**PROBLEM TO SOLVE**
Retype each line of the material exactly, please, skipping any picture in it.

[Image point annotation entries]
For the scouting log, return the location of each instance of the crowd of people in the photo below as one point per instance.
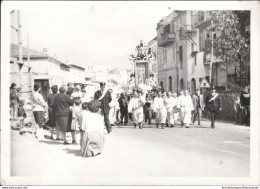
(70, 109)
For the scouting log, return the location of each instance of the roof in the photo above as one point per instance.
(14, 52)
(76, 66)
(154, 39)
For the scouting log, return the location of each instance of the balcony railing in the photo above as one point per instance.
(199, 18)
(166, 38)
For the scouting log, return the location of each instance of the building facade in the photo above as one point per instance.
(182, 59)
(152, 48)
(46, 70)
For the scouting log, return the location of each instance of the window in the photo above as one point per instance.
(63, 67)
(180, 56)
(170, 83)
(166, 55)
(173, 54)
(172, 24)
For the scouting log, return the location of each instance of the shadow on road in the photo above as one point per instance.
(76, 152)
(52, 142)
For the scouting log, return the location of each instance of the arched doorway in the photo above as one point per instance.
(193, 86)
(182, 84)
(170, 84)
(161, 84)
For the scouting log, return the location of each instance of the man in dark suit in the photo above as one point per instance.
(123, 108)
(198, 104)
(213, 105)
(105, 98)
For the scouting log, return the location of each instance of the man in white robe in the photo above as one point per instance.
(175, 107)
(160, 109)
(135, 107)
(185, 106)
(169, 107)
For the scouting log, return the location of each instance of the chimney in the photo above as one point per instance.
(45, 51)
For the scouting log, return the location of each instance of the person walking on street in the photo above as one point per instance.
(180, 106)
(105, 98)
(52, 121)
(245, 103)
(123, 109)
(198, 104)
(148, 110)
(39, 106)
(14, 102)
(61, 107)
(238, 110)
(169, 105)
(117, 108)
(213, 105)
(160, 109)
(136, 107)
(186, 108)
(112, 111)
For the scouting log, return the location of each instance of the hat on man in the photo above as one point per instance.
(102, 83)
(94, 105)
(78, 87)
(132, 75)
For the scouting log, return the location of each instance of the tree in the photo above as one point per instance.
(231, 39)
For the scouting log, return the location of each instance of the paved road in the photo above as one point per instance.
(149, 152)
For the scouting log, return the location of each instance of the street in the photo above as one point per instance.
(150, 152)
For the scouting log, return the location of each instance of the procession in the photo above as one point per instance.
(163, 96)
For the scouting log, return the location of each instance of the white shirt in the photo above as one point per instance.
(135, 103)
(76, 94)
(186, 103)
(92, 122)
(38, 102)
(159, 103)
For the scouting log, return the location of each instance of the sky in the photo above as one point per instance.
(93, 32)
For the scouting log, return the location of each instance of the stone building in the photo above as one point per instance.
(152, 48)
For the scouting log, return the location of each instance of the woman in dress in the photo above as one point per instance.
(92, 128)
(213, 105)
(61, 107)
(14, 102)
(39, 106)
(52, 121)
(136, 108)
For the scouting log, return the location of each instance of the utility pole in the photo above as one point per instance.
(29, 64)
(19, 45)
(211, 61)
(19, 33)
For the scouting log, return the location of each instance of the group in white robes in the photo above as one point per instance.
(159, 106)
(185, 106)
(171, 104)
(135, 107)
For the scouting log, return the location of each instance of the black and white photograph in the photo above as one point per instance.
(130, 93)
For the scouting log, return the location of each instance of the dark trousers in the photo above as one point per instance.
(117, 113)
(107, 123)
(196, 113)
(212, 118)
(148, 116)
(246, 112)
(124, 115)
(239, 117)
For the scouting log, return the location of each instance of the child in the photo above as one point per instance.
(92, 127)
(21, 113)
(238, 109)
(76, 118)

**EXERCISE OUTPUT**
For the scouting log, return the location of each instance of the crowd of people in the photo below as one point per instance.
(70, 109)
For the scouting log, return the location of each instance of the roof in the photo above as one point per instance.
(14, 52)
(76, 66)
(154, 39)
For the scouting log, return the location of each instance of the balcony railing in the photo above as one point per instance.
(199, 18)
(166, 38)
For the scouting log, return the location of each instance of the building facade in the photo above as one point per instance.
(182, 59)
(152, 48)
(46, 70)
For the scouting log, return the location of each instance of the window in the photo above as one point per instance.
(63, 67)
(180, 56)
(170, 83)
(166, 55)
(173, 54)
(172, 24)
For the scouting log, return the location of each instance of the shadow on road in the photo above as one point per instance.
(76, 152)
(52, 142)
For the scouting log, return the location of each instance of the arched doorway in the photo above as one point per instance.
(193, 86)
(182, 84)
(170, 84)
(161, 84)
For the scouting log, return the location of each instance of the man in dark suit in the photo above as one point per instance.
(123, 108)
(198, 104)
(213, 105)
(105, 98)
For the scouting log, return the location of each instance of the man in white robe in the photo above as one point per instance.
(175, 107)
(160, 109)
(135, 107)
(185, 106)
(169, 107)
For the scouting log, return the location of each instance of the chimney in the photo above as one point per instance.
(45, 51)
For the scouting log, return the location of each instance of the person walking on street in the photo above as one point per instance.
(180, 106)
(105, 98)
(52, 121)
(245, 103)
(123, 109)
(198, 104)
(148, 110)
(39, 106)
(14, 102)
(61, 107)
(238, 110)
(169, 105)
(117, 108)
(213, 105)
(160, 109)
(136, 107)
(186, 108)
(112, 111)
For the scouting log, return the location of each instance of the hat on man in the photo above as one point per instance.
(102, 83)
(94, 105)
(78, 87)
(132, 75)
For the scouting log, return the location of each instance of the tree in the photo above as one point per instance.
(231, 39)
For the scouting log, return the location of each instance of the paved road in the photo above as one point per instance.
(149, 152)
For the scouting log, return the location of each instance of the street in the photo above as one point per instance.
(150, 152)
For the scouting log, return the location of each instance of the procession in the photo above as one point per instance.
(163, 96)
For the scouting log, return the location of each instance of the white shirt in the photo above as one point per instance.
(135, 103)
(76, 94)
(186, 103)
(92, 122)
(38, 102)
(159, 103)
For the scouting log, return the location of each instance of the sky in the photo above as one point per instance.
(93, 32)
For the scouting log, return the location of each instance of the stone building in the photo above as one point per instance.
(152, 48)
For the scouting log, return the location of each instance of the woman in dress in the photo above as one point per instance.
(92, 128)
(213, 105)
(61, 107)
(14, 102)
(39, 106)
(52, 121)
(136, 108)
For the scouting log, return the location of each instance of the utility pole in the photo above as one point per instance.
(29, 64)
(19, 45)
(211, 61)
(19, 33)
For the scouting log, return the location of each instance of the group in white robes in the photo above as one point per instance.
(159, 106)
(185, 106)
(171, 104)
(135, 107)
For the scouting log, return the location of each instance of the black and white photograph in the photo above as one point per instance.
(130, 93)
For the scouting log, return the location of each instance of the dark trousers in the photo above as one point per instance.
(117, 113)
(107, 123)
(196, 113)
(212, 118)
(148, 116)
(246, 112)
(124, 115)
(239, 117)
For the scouting log, return the location of each instance of the child in the photo above as one point per instance.
(92, 127)
(21, 113)
(238, 109)
(76, 118)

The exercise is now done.